Project Team: Scott Nuismer (PI), Chris Remien (Co-PI), James Bull (Co-PI), Andrew Basinski

Viral vaccines have had remarkable and long-lasting impacts on human health, resulting in the worldwide eradication of smallpox, the elimination of polio within much of the developed world, and the effective control of many other diseases. Although great strides have been made in the development and production of vaccines since Edward Jenner’s first vaccinations with cowpox in the early 1800’s, little has changed in the way vaccines are delivered. Even today, virtually every vaccine must be given directly to the patient. Recent advances in molecular biology suggest that the centuries-old method of individual-based vaccine delivery could be on the cusp of a major revolution.  Specifically, genetic engineering brings to life the possibility of a “transmissible vaccine.” Rather than directly vaccinating every individual within a population, a transmissible vaccine would allow large swaths of the population to be vaccinated effortlessly by releasing an infectious agent that is genetically engineered to be benign yet infectious. In fact, some existing vaccines are transmissible to a limited extent, and transmissible vaccines have already been developed and deployed in wild animal populations. Remarkably enough, however, no theory exists to guide the safe and effective use of this revolutionary new type of vaccine. We will develop a mathematical framework for understanding the ecology and evolution of transmissible vaccines, and test the emerging mathematical results using an experimental viral system. Epidemiological efficacy will be assessed by calculating the gains in disease protection conferred by a transmissible vaccine relative to a traditional vaccine. Evolutionary robustness will be explored using models that predict the rate at which a genetically engineered vaccine will lose its efficacy or increase its virulence. In both cases, models will be analyzed using a combination of direct and asymptotic solutions, approximations, numerical solutions, and individual-based simulations. Key mathematical results will be tested experimentally using interactions between bacteria and viruses that infect them.

Project Team: Audrey Fu (PI), Bhadur Badsha, Evan Martin

In the investigation of the mechanisms behind gene regulation and its impact on diseases, two lines of research have been largely separately carried out in recent years. On the one hand, gene regulatory networks and protein interaction networks have been under extensive study, especially in systems biology, where genetic variation is usually ignored. On the other hand, mutations, indels (insertions and deletions), and copy number variants have been identified for many diseases in genome-wide association studies. It is therefore of immense interest to understand how genetic variation influences disease through gene regulatory networks.

To construct these networks, at least three key pieces of information are important: gene expression, transcription factor binding, and genotypes (especially at expression quantitative trait loci; that is, eQTLs). In particular, the latter two enable causal inference in the network construction, although how to use them in a probabilistic and rigorous way has not been systematically explored. This project aims to develop statistical models and efficient computational strategies, drawing on recent advances in graphical models and causal inference, to construct causal regulatory networks involving genetic variation and TF binding. This project will use breast cancer as a disease model and apply the proposed methodologies to different subtypes. Topological features of the inferred regulatory networks may suggest potentially different mechanisms in breast cancer subtypes.

Questions on the material:
A – Sum up the project descriptions in two sentences.
B – According to the project descriptions, what will be used to test the key mathematical results of the transmissible vaccine project?

Extracted records:
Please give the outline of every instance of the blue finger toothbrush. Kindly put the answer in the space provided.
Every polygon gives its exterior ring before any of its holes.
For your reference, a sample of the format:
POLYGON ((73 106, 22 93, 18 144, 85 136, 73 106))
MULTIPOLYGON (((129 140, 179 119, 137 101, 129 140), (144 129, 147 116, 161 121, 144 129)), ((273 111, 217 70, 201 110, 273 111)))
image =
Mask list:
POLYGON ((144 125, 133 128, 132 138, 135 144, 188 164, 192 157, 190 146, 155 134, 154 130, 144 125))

Replies:
A – One project will build a mathematical framework for how transmissible vaccines spread and evolve, test its results with bacteria and the viruses that infect them, and compare the disease protection of these vaccines with traditional ones. The other project will develop statistical models and computing strategies to build causal gene regulatory networks that include genetic variation and transcription factor binding, applying them to breast cancer subtypes.

B – Interactions between bacteria and the viruses that infect them.